**WRITTEN INSTRUCTION**
Rewrite every one of the lines below with "carved stone column" swapped for "stone pillar", keeping everything else the same and leaving out the pictures.

**TASK MATERIAL**
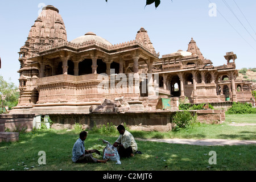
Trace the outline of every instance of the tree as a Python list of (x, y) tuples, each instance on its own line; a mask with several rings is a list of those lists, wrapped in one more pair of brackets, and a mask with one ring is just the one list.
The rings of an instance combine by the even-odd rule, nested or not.
[(13, 82), (8, 82), (0, 76), (0, 112), (3, 111), (2, 106), (8, 106), (10, 109), (16, 106), (19, 100), (19, 93), (17, 86)]
[[(108, 0), (106, 0), (106, 2), (108, 2)], [(153, 3), (155, 3), (155, 8), (158, 7), (158, 6), (161, 3), (161, 1), (160, 0), (146, 0), (146, 6), (151, 5)], [(145, 7), (146, 7), (145, 6)]]

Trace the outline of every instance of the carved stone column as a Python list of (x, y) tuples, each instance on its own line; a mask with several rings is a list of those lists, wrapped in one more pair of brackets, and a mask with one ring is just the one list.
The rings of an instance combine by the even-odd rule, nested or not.
[(139, 56), (133, 57), (133, 72), (134, 73), (138, 73), (139, 72)]
[(197, 92), (196, 90), (196, 72), (192, 72), (193, 75), (193, 100), (194, 103), (197, 102)]
[(166, 90), (166, 78), (167, 78), (167, 75), (163, 75), (163, 86), (164, 86), (164, 89)]
[(46, 64), (44, 63), (40, 63), (40, 77), (43, 78), (45, 76), (44, 69), (46, 68)]
[(97, 57), (92, 58), (92, 73), (97, 74), (97, 68), (98, 65), (97, 65)]
[(67, 57), (62, 57), (62, 69), (63, 69), (63, 75), (68, 75), (68, 58)]
[(74, 61), (74, 75), (79, 75), (79, 61)]
[(120, 57), (120, 59), (119, 60), (119, 73), (123, 73), (123, 61), (122, 57)]
[(205, 84), (205, 72), (201, 71), (201, 78), (202, 79), (202, 84)]
[(106, 62), (106, 73), (107, 73), (108, 75), (110, 75), (110, 65), (111, 65), (111, 62)]
[(236, 85), (234, 82), (234, 78), (233, 73), (231, 73), (231, 81), (232, 86), (232, 100), (233, 102), (237, 101), (237, 92), (236, 90)]
[(180, 73), (178, 76), (180, 80), (180, 97), (185, 97), (185, 95), (184, 94), (183, 75), (182, 73)]

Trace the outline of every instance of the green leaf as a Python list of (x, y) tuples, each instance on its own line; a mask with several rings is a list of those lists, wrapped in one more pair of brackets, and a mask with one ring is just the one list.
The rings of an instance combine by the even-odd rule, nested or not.
[(160, 5), (160, 0), (155, 0), (155, 8), (158, 7), (158, 6)]
[(147, 0), (147, 1), (146, 2), (146, 6), (148, 5), (151, 5), (154, 2), (155, 2), (155, 0)]

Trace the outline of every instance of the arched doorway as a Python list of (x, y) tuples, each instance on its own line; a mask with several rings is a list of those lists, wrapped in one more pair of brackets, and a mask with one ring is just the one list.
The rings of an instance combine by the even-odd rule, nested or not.
[(79, 75), (92, 74), (92, 61), (91, 59), (86, 59), (79, 63)]
[(173, 97), (180, 96), (180, 80), (177, 75), (172, 77), (170, 86), (171, 95)]
[(229, 101), (230, 100), (229, 95), (229, 88), (226, 85), (223, 86), (223, 94), (225, 95), (225, 100), (226, 101)]

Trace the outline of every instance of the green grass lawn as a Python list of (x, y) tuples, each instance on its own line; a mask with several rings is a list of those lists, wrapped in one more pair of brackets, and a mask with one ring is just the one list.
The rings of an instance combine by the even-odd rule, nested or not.
[[(131, 131), (138, 138), (223, 138), (255, 140), (255, 126), (229, 126), (231, 122), (256, 123), (255, 115), (226, 115), (226, 121), (220, 125), (199, 125), (193, 129), (167, 133)], [(233, 121), (234, 119), (234, 121)], [(245, 120), (244, 120), (245, 121)], [(117, 135), (100, 135), (90, 130), (85, 141), (85, 148), (96, 144), (104, 145), (99, 139), (113, 143)], [(115, 162), (106, 164), (75, 164), (71, 160), (73, 146), (79, 137), (74, 130), (37, 130), (20, 134), (19, 140), (0, 143), (0, 171), (230, 171), (255, 169), (255, 145), (199, 146), (137, 140), (142, 155), (121, 159), (121, 165)], [(46, 164), (38, 166), (38, 152), (46, 154)], [(209, 164), (211, 156), (217, 154), (217, 164)], [(31, 166), (34, 167), (30, 168)]]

**RIGHT ANSWER**
Trace the outline of every instance of the tree as a Python list of (x, y) tuples, each instance on its own line; a mask with several rings is a list of those lists, wrapped in one more pair of brackets, and a mask with one ring is just the one list.
The rings of an instance combine by the even-odd rule, nested or not.
[(13, 82), (8, 82), (0, 76), (0, 112), (3, 111), (2, 106), (8, 106), (10, 109), (16, 106), (19, 100), (19, 93), (17, 86)]
[[(108, 0), (106, 0), (106, 2), (108, 2)], [(153, 3), (155, 3), (155, 8), (158, 7), (158, 6), (161, 3), (161, 1), (160, 0), (146, 0), (146, 6), (151, 5)], [(145, 7), (146, 7), (145, 6)]]

Trace the outline of every instance of the stone pillar as a Python list of (x, y) tuples, each instance on its own line; a mask with several rings is a list of those lists, wrapped in one more pair of brackets, and a mask with one ring is just the one list.
The rings of an instance combine by the even-odd rule, nested or not.
[(139, 56), (133, 57), (133, 72), (134, 73), (138, 73), (139, 72)]
[(197, 92), (196, 90), (196, 72), (192, 72), (193, 75), (193, 100), (194, 103), (197, 102)]
[(166, 90), (166, 78), (167, 78), (167, 75), (163, 75), (163, 86), (164, 86), (164, 89)]
[(46, 64), (44, 63), (40, 63), (40, 77), (43, 78), (45, 76), (44, 69), (46, 68)]
[(97, 57), (92, 58), (92, 73), (97, 74), (97, 68), (98, 65), (97, 65)]
[(67, 57), (62, 57), (62, 69), (63, 69), (63, 75), (68, 75), (68, 58)]
[(74, 61), (74, 75), (79, 75), (79, 61)]
[(120, 57), (120, 59), (119, 60), (119, 73), (123, 73), (123, 61), (122, 57)]
[(205, 84), (205, 72), (201, 71), (201, 78), (202, 79), (202, 84)]
[(106, 62), (106, 73), (107, 73), (108, 75), (110, 75), (110, 65), (111, 65), (111, 62)]
[(236, 85), (234, 82), (234, 78), (233, 73), (231, 73), (231, 81), (232, 86), (232, 100), (233, 102), (237, 101), (237, 92), (236, 90)]
[(180, 73), (178, 76), (180, 80), (180, 97), (185, 97), (185, 95), (184, 94), (183, 75), (182, 73)]

Trace the outline of every instance of the green leaf as a Python list of (x, y) tuples, each instance on its own line; a mask with several rings is a list of those lists, wrapped in one more pair of brackets, and a mask with one ring is just the one list.
The rings of an instance combine by the even-odd rule, nested or not.
[(160, 5), (160, 0), (155, 0), (155, 8), (158, 7), (158, 6)]
[(147, 0), (147, 1), (146, 2), (146, 6), (148, 5), (151, 5), (154, 2), (155, 2), (155, 0)]

Trace the outline of every instance of the arched doorway as a Python list of (x, y) tuples, each instance on its own line; a mask with several rings is a list of those lists, wrapped in one more pair of brackets, and a mask with one ring is just the one list.
The rings of an instance combine by the even-odd rule, nested or not.
[(79, 75), (92, 74), (92, 61), (91, 59), (86, 59), (79, 63)]
[(173, 97), (180, 96), (180, 80), (177, 75), (172, 77), (170, 86), (171, 95)]
[(229, 101), (230, 100), (229, 95), (229, 88), (226, 85), (223, 86), (223, 94), (225, 95), (225, 100), (226, 101)]

Trace the outline of every instance of the green grass lawn as a Python list of (x, y) tuples, each instance on its own line; a mask with several rings is a list of those lists, wrapped in one more pair of brackets, and a mask with one ring is just the one list.
The rings of an instance combine by the even-odd rule, nested or not.
[[(131, 131), (138, 138), (223, 138), (255, 140), (255, 126), (229, 126), (231, 122), (256, 123), (255, 115), (226, 115), (226, 121), (220, 125), (199, 125), (193, 129), (167, 133)], [(233, 121), (234, 119), (234, 121)], [(245, 120), (244, 120), (245, 121)], [(117, 135), (100, 135), (90, 130), (85, 141), (85, 148), (96, 144), (104, 145), (99, 139), (113, 143)], [(115, 162), (106, 164), (75, 164), (71, 160), (73, 146), (79, 137), (74, 130), (37, 130), (20, 134), (19, 140), (0, 143), (0, 171), (230, 171), (255, 169), (255, 145), (199, 146), (137, 140), (142, 155), (121, 159), (121, 165)], [(46, 164), (38, 166), (38, 152), (46, 154)], [(209, 164), (211, 156), (217, 154), (217, 164)], [(31, 166), (34, 167), (30, 168)]]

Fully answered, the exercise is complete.